- _Task objective_:
Copy only what runs from the line containing "Query: tram destination sign" through the end of the material below, line for line, with both ends included.

- _Task data_:

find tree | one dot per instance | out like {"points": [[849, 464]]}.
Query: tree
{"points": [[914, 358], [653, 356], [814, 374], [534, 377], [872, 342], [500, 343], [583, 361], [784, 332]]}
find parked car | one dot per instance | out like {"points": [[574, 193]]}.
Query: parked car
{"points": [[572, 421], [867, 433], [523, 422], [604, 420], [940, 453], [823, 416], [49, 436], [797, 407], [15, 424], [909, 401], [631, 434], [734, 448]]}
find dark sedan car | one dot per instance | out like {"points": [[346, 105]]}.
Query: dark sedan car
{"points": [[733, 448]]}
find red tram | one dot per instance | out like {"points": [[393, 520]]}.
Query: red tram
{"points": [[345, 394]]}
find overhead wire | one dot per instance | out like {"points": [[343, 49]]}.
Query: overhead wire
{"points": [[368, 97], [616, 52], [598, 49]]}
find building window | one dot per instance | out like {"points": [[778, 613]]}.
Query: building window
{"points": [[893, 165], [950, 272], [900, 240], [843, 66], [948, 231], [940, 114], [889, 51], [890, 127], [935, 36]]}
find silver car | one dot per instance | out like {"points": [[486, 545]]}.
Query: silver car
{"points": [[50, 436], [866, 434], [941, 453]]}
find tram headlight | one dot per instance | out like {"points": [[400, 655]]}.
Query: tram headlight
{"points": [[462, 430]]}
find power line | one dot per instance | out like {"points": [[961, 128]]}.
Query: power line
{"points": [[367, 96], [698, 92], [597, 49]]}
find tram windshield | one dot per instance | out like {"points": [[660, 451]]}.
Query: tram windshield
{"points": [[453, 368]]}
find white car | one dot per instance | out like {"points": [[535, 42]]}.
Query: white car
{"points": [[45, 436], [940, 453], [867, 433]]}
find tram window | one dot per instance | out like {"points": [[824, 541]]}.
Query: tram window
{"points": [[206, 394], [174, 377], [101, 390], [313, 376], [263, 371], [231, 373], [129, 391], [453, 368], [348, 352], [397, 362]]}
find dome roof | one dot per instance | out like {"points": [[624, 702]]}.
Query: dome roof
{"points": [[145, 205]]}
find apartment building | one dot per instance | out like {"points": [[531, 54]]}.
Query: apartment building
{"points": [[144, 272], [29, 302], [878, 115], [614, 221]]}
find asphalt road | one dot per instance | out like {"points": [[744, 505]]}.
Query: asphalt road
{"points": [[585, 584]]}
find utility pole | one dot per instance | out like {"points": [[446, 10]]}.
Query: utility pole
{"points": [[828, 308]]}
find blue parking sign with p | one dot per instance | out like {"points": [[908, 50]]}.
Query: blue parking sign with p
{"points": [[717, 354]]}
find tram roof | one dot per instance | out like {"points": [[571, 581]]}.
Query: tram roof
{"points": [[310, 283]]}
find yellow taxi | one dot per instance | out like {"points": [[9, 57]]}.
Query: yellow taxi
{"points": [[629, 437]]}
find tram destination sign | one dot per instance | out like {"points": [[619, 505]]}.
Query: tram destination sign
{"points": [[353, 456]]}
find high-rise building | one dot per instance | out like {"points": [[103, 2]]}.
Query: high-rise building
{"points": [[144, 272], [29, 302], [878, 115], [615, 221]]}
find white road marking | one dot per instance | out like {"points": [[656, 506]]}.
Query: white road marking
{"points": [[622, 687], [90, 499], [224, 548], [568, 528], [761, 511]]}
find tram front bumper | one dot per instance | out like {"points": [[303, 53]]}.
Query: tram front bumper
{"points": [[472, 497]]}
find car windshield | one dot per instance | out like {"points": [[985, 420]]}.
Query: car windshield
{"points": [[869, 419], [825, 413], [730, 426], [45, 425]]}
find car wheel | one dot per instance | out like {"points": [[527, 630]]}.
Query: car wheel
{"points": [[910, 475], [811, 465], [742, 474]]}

- _Answer space_:
Query: tram destination sign
{"points": [[353, 456]]}
find high-rise building | one dot per instance | out like {"points": [[103, 2]]}.
Query: high-rise building
{"points": [[144, 272], [29, 302], [878, 115], [615, 221]]}
find white road marking | one dot per instance | out like {"points": [[656, 506]]}.
Query: white road marking
{"points": [[622, 687], [90, 499], [224, 548], [568, 528], [761, 511]]}
find tram front bumper | one dot per instance | out like {"points": [[303, 53]]}.
Query: tram front bumper
{"points": [[472, 497]]}
find car windshield | one dot per instance | out like {"points": [[985, 420]]}.
Query: car windshield
{"points": [[869, 419], [825, 413], [730, 426], [45, 425]]}
find car wheel | one dot per instance | out like {"points": [[527, 630]]}.
Query: car wheel
{"points": [[910, 475], [811, 465], [742, 474]]}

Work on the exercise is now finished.